### Records supplied ###

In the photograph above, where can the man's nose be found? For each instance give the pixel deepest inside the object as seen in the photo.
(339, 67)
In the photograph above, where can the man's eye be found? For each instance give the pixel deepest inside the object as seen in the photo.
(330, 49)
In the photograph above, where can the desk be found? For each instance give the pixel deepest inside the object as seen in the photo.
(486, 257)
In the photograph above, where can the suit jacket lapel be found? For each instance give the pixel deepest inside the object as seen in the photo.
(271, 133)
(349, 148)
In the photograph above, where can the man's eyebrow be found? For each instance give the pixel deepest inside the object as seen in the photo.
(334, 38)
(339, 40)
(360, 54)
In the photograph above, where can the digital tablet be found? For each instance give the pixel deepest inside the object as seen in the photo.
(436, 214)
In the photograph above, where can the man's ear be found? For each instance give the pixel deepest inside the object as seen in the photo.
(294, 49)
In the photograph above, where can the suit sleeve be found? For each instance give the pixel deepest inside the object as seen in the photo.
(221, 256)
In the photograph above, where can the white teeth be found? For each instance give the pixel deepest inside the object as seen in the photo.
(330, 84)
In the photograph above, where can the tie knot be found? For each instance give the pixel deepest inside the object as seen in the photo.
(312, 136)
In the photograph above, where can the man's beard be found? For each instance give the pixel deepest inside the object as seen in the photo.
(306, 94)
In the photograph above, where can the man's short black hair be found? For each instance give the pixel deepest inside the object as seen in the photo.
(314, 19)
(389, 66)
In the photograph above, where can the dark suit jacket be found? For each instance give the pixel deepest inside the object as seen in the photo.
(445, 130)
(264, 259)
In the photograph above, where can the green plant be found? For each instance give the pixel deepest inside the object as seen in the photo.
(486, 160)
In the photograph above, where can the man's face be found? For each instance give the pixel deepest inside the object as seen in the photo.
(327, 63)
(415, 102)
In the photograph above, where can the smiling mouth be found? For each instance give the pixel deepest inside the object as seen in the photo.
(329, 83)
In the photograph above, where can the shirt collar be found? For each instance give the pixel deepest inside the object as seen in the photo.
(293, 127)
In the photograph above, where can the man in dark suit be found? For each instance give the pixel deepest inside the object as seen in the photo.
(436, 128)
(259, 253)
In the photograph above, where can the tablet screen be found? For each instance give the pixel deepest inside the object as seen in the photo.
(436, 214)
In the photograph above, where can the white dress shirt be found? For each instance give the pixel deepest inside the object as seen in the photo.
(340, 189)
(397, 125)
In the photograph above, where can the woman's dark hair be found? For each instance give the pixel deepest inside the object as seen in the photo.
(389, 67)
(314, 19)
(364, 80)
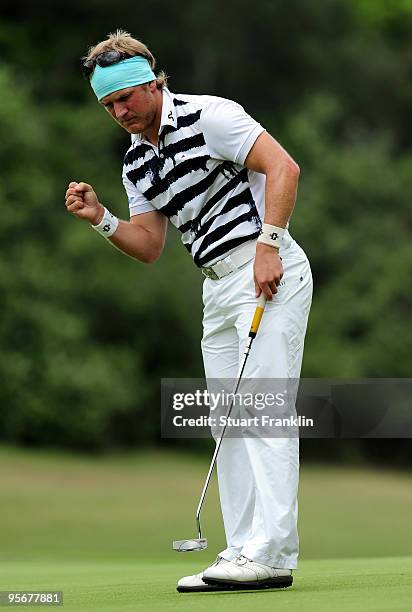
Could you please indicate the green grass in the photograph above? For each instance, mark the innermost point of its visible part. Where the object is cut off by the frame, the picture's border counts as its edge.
(100, 529)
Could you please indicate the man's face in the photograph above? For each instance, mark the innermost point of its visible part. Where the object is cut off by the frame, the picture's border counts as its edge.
(134, 108)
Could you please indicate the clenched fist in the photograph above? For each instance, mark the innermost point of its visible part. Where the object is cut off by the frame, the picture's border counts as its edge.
(83, 203)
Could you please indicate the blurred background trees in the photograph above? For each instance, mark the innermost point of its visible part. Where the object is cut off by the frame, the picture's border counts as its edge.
(86, 333)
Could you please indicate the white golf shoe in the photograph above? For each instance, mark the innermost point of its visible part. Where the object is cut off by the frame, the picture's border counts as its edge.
(193, 584)
(242, 573)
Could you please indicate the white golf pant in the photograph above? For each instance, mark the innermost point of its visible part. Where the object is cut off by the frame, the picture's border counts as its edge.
(258, 477)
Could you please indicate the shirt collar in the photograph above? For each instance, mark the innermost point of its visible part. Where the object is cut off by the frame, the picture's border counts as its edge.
(168, 116)
(168, 110)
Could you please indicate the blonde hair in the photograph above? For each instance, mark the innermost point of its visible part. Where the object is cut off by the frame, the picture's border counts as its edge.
(123, 41)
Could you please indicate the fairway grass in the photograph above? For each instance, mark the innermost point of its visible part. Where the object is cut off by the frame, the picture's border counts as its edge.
(100, 529)
(344, 585)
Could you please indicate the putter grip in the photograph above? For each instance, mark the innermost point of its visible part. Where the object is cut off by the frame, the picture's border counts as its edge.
(257, 317)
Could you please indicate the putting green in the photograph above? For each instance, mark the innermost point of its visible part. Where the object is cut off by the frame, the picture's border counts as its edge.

###

**Work order**
Please return all of the entries word for word, excluding the pictures.

**Answer section**
In the photograph above, where can the man's nose be found? For each instance give the pixel deepest inside the object as seen in the photo.
(339, 67)
In the photograph above, where can the man's eye be found? For each instance give the pixel deepest inside the object as seen in the photo.
(330, 49)
In the photograph above, where can the desk be found? For each instance give the pixel deepest inside the object as seen in the photo.
(486, 257)
In the photograph above, where can the suit jacket lapel be found? For each instance give the pixel deepest inside the object as seen in the photo.
(271, 133)
(349, 148)
In the photograph above, where can the man's eyebrow be found? For each instance give the pixel deepest inside the object as seen in the photo.
(334, 38)
(339, 40)
(360, 54)
In the photograph above, where can the digital tablet be found? For each instance give the pixel deepest inside the object as seen in the photo.
(436, 214)
In the photograph above, where can the man's ear be found? For each instance give the pixel deepest inside the object as seen in the photo.
(294, 49)
In the photograph above, where can the suit sleeve be found? For each instance give the pixel deepest inside the object as seen in the photo.
(221, 256)
In the photograph above, where can the white teeth be found? For each instance give the pixel deepest inside the object as seen in the photo.
(330, 84)
In the photograph above, where can the tie knot be found? For each instance give the pixel deepest inside the object as seen in the photo.
(312, 136)
In the photograph above, where can the man's beard be found? For each instance give the pixel deepest inside the object as seen in the photo.
(306, 94)
In the photograph above, where can the man's short black hair be found? For each instance give the pixel deepest inside the object as seen in the photo.
(314, 19)
(389, 66)
In the photograph above, where can the dark suit jacket be found? For each instance give the pixel deepest inside the object as seen in the photo.
(445, 130)
(264, 259)
In the photograph above, where can the green plant be found? For each instance give the pixel deepest inside the object as seen in the photo.
(486, 160)
In the photograph above, where can the man's face be found? For each instance give the pixel deepest inside the object as seen in the photo.
(327, 63)
(415, 102)
In the photograph above, where can the smiling mouth be found? For each instance give the pixel deepest inside the object as seen in the photo.
(329, 83)
In the photograph above, where can the shirt collar be found? For each instance give the pixel deepest inside the object as seen in the photo.
(293, 127)
In the photograph above, where can the man in dark suit be found? For each instance give the pixel deepest inside the object as seen in the photo.
(436, 128)
(259, 253)
In the photograph above, where can the tablet screen be found? For each instance give the pixel deepest inside the object as seen in the photo.
(436, 214)
In the photograph above, where can the white dress shirt be found? For each instance give the pixel deepest inside the object as seen in the photo.
(340, 189)
(397, 125)
In the photograph above, where can the woman's dark hair be found? For each instance give the pixel deepest inside the object as seen in the photo.
(389, 67)
(314, 19)
(364, 80)
Could you please indicate the green grass in the photograph above? For each instance, mark the innermost point of its visible part. Where the object is cut off by the frame, the picture's border counts as its edge.
(100, 529)
Could you please indicate the man's face in the photograph above? For each instance, mark the innermost point of its visible part. Where the object is cut off by the frame, the picture's border counts as its edge.
(134, 108)
Could you please indicate the clenched fist in the photograph above? For each instance, mark the innermost point of its visible part. Where the object is cut off by the frame, the picture's border counts as its edge.
(83, 203)
Could you please indicate the blurred background trees in the photograph above? For each instance, mark the innermost point of its visible part. Where the object is cut off by the frame, the picture's border counts as its edge.
(86, 333)
Could you please indicate the white golf shoe in the photograph above? For each instance, mark the innermost point of its visible part. Where the object is cut off by the frame, the picture's border counts as its edge.
(193, 584)
(242, 573)
Could you please indicate the white golf pant in the photograph above? For each instance, mark the innermost point of its visible part. Where the object is cut off by the frame, the picture's border counts as its edge.
(258, 477)
Could you please indicate the shirt collar in the photograph above? For each instance, mark the innermost point of its visible part. Where the object is cut off by the frame, the picture's border counts as its edge.
(168, 116)
(168, 110)
Could you please indicate the blonde hair in the photograph above? For each instance, mark the innermost point of its visible part. Where the object is cut off by the frame, the picture's border counts as its edge.
(123, 41)
Could you please indicate the fairway grass in the photograph above? For each instance, mark the innermost point of its visible part. Where the object is cut off by the frame, the picture's border counts as its edge.
(100, 529)
(344, 585)
Could you please indicate the putter grip in the photograph above? For each instance, mark the innermost point of its visible part. Where the object is cut off by the frame, the picture's border counts as its edge.
(257, 317)
Could you please indicate the putting green in the photograph above? For each instance, mark the innermost point of its visible part. Where the object is cut off by the frame, the picture's border counts as its edge.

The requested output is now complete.